> _Problem statement_
From the line containing "Put one point on each instance of the air" through the last line of the data, return those lines exactly as written and nothing more.

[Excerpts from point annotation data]
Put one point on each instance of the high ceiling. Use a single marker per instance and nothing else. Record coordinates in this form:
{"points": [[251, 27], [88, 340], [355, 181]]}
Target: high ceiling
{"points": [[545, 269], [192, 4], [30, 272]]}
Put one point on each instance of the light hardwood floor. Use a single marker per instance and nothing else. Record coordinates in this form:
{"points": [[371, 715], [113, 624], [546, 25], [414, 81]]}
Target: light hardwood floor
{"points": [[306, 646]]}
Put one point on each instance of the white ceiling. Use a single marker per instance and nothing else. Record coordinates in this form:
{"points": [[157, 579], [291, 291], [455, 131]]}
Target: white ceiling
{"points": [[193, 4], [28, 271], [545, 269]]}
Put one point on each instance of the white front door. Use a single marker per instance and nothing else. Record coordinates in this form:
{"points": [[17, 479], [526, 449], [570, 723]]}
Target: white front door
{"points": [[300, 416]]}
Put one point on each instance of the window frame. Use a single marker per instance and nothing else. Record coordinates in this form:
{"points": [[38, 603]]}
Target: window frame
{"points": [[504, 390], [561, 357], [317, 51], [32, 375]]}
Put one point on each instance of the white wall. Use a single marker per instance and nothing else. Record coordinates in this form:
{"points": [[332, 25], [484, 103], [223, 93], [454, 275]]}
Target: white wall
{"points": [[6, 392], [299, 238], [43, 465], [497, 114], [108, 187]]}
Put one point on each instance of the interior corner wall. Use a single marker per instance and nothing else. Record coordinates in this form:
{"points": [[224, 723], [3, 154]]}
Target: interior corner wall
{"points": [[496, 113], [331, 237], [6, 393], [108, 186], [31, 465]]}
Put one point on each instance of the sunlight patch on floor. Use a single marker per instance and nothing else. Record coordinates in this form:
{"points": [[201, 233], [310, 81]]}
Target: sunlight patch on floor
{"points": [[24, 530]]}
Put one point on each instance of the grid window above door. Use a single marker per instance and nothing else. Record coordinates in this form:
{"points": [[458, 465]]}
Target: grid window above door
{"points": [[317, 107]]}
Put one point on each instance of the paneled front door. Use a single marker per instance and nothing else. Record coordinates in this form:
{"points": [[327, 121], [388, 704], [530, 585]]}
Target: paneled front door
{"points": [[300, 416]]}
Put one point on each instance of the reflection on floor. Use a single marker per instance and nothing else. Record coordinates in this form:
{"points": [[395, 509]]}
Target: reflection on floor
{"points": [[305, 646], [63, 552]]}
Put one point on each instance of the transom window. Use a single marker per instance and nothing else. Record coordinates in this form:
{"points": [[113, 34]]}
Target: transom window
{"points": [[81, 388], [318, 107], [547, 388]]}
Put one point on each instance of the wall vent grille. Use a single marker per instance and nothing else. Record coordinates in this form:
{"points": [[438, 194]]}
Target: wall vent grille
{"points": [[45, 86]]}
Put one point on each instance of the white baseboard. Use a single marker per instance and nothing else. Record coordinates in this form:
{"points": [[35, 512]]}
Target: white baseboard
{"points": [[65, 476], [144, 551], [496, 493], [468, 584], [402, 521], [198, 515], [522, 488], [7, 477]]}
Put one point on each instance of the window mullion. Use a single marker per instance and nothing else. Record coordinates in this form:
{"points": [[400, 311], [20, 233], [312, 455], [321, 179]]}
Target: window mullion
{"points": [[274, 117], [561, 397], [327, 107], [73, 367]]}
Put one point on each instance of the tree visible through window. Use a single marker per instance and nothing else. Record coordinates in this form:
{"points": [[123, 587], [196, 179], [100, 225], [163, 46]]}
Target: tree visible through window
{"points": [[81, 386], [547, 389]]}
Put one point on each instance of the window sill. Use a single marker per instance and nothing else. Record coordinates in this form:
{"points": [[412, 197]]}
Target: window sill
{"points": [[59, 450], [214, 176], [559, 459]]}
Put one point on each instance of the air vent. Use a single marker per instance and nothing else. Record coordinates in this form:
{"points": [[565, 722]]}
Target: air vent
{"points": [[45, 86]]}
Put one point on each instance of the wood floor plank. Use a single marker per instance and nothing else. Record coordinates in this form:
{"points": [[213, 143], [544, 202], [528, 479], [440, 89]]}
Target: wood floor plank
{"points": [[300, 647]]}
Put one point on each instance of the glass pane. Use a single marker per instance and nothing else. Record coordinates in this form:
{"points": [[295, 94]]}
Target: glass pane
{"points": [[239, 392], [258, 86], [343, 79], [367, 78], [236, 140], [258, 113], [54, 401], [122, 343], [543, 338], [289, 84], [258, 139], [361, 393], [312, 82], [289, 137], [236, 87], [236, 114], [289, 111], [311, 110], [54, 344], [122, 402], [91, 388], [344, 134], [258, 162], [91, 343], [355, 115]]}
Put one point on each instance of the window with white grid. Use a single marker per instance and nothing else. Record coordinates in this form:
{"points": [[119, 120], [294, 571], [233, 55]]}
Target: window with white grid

> _Reply_
Put one point on each instance of the air vent. Use a single marker per instance and nothing else. Record coordinates in this form:
{"points": [[565, 722]]}
Target: air vent
{"points": [[45, 86]]}
Put one point on each instance of the wood floor plank. Use a single marker per instance and nothing else. Record coordinates in this form:
{"points": [[213, 143], [544, 202], [528, 479], [440, 89]]}
Target: wood floor plank
{"points": [[300, 647]]}
Put one point on each instance of the glass pane. Use a single marker per instance and nothing else. Record coordinates in this form:
{"points": [[295, 94]]}
Target: glass pane
{"points": [[239, 392], [258, 86], [343, 79], [367, 78], [236, 140], [258, 113], [54, 401], [122, 343], [543, 338], [289, 84], [258, 139], [361, 393], [312, 82], [289, 137], [236, 87], [236, 114], [289, 111], [311, 110], [54, 344], [122, 402], [91, 388], [344, 134], [258, 162], [91, 343], [355, 115]]}
Put one point on each instance of the window with white grid. Use a single marker per instance and nothing else. Record coordinates in this form:
{"points": [[119, 120], [294, 571], [233, 55]]}
Target: window with white grid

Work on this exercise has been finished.